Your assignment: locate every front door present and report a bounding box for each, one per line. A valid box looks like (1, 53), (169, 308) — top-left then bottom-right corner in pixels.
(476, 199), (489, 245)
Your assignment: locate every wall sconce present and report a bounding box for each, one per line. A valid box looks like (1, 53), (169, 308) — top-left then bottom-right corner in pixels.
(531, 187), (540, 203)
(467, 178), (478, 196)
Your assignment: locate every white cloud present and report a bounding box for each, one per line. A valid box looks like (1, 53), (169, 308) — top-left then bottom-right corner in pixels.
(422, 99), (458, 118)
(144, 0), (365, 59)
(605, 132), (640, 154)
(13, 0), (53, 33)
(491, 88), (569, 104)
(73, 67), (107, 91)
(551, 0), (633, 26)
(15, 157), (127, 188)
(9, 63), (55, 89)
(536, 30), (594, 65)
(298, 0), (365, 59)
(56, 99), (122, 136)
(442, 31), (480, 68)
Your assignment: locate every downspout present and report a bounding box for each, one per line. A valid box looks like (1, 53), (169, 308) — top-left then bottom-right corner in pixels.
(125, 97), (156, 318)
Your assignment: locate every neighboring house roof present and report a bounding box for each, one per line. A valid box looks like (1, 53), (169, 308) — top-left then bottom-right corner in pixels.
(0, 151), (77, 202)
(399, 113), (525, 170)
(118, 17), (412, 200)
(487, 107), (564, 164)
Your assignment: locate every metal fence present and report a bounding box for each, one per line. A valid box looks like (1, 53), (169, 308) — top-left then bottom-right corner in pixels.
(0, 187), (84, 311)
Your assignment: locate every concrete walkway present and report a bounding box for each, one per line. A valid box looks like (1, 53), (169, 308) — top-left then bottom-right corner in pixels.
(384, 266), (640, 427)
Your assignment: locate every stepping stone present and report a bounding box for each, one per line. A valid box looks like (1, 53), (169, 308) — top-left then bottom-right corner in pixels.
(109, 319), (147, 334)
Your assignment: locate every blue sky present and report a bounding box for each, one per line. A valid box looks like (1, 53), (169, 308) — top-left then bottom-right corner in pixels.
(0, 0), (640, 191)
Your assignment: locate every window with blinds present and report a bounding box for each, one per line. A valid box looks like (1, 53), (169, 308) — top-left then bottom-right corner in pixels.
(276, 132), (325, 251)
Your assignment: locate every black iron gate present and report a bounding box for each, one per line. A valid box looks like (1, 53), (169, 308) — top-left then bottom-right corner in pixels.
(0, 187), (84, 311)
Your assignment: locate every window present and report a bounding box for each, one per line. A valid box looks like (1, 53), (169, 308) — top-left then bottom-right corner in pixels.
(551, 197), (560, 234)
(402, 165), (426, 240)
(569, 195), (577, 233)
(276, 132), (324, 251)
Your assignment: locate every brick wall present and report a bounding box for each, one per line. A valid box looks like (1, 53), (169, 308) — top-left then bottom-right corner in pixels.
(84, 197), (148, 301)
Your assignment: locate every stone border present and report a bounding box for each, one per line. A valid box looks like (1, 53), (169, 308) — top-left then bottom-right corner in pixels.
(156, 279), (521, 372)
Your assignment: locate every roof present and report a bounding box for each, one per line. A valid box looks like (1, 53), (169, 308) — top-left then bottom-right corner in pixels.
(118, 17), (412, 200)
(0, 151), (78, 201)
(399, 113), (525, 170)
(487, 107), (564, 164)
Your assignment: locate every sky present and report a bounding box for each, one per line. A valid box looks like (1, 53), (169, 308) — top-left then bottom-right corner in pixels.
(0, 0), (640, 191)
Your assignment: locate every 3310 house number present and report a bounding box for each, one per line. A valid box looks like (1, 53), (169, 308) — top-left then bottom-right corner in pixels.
★ ★ ★ ★ ★
- THE TASK:
Transcribe all of the rows above word for word, keeping their original order and wording.

- FULL RESPONSE:
Your assignment: locate every front door present and report a bounding box for each, one per line. A valid box looks like (1, 53), (169, 308) — top-left then bottom-right corner in pixels.
(476, 199), (489, 245)
Your assignment: locate every wall sconce present and report a bounding box for each, one per line. A valid box looks like (1, 53), (169, 308) — top-left then bottom-right corner in pixels.
(531, 187), (540, 203)
(467, 178), (478, 196)
Your assignment: locate every white cloud present and report a bounding box for each, one per line. A valid box looks like (1, 53), (169, 308) — top-left then bottom-right corner in pixels.
(422, 99), (458, 118)
(144, 0), (365, 59)
(605, 132), (640, 154)
(13, 0), (53, 33)
(491, 88), (569, 104)
(73, 67), (107, 91)
(551, 0), (633, 26)
(15, 157), (127, 188)
(9, 63), (55, 89)
(536, 30), (594, 65)
(298, 0), (365, 59)
(56, 99), (122, 136)
(442, 31), (480, 68)
Your assignment: locate every downspout present and report a bounding box for each, one per line. A valid box looks like (1, 53), (169, 308) — top-left then bottom-right corner in pixels.
(125, 97), (156, 318)
Your assignment: locate every neighboring house roof present and report a bounding box for each, one per line. A valid box looks like (1, 53), (169, 308) — top-left then bottom-right corner in pixels.
(0, 151), (77, 202)
(399, 113), (525, 170)
(118, 17), (412, 200)
(487, 107), (564, 164)
Your assignment: locate every metal fence present and report a bounding box for each, one per line. A valid box looks like (1, 53), (169, 308) — top-left then bottom-right corner in pixels.
(0, 187), (84, 311)
Your assignment: locate every concrete walkway present and report a bounding box for each, one per line. A valid box looks like (1, 53), (169, 308) — top-left then bottom-right corner in pixels.
(384, 266), (640, 427)
Your assignment: locate every stepping stone present and report a bounding box for each, one per line. A valid box looks like (1, 53), (169, 308) — top-left then bottom-right corner in pixels.
(109, 319), (147, 334)
Your assignment: locate every blue sky present and report a bounding box for each, one per line. A valid box looks like (1, 53), (169, 308) — top-left then bottom-right corner in pixels.
(0, 0), (640, 191)
Your assignment: locate every window with blinds present and report a bounding box for each, one per line. A valid box looks like (1, 53), (169, 308) — top-left then bottom-right corner in pixels.
(276, 132), (325, 251)
Your assignment: locate every black iron gate present and report a bounding box for each, one per line. A valid box looks like (1, 53), (169, 308) — top-left then bottom-right corner in pixels.
(0, 187), (84, 311)
Your assignment: locate every window present and report a bounding box for each, one per line. A valid box looks like (1, 53), (169, 308) — top-left then bottom-right corner in pixels.
(551, 197), (560, 234)
(402, 165), (426, 240)
(569, 195), (577, 233)
(276, 132), (324, 251)
Your assignment: locate every brick wall present and report a bounding box for each, one per line. A valid box looks like (1, 53), (169, 308) — top-left then bottom-right corner in pixels.
(84, 197), (148, 301)
Your assignment: locate every stone border present and report a bounding box for each, one per line. A valid box looks like (1, 53), (169, 308) — top-left then bottom-right corner in pixels.
(156, 279), (521, 372)
Your assignment: locate every roof present and report a bounding box for each, one per line. A valid box looks like (1, 53), (169, 308) — top-left then bottom-right corner in pixels.
(118, 17), (412, 200)
(0, 151), (78, 201)
(399, 113), (525, 170)
(487, 107), (564, 164)
Your assignment: locate every sky present and report a bounding box for each, one per line. A valid box looks like (1, 53), (169, 308) — top-left then bottom-right corner in pixels.
(0, 0), (640, 191)
Your assignment: locate every 3310 house number present and report a bounding box for each, one per line. A valid box looks like (1, 53), (169, 308) — top-left then bottom-right corner in pixels.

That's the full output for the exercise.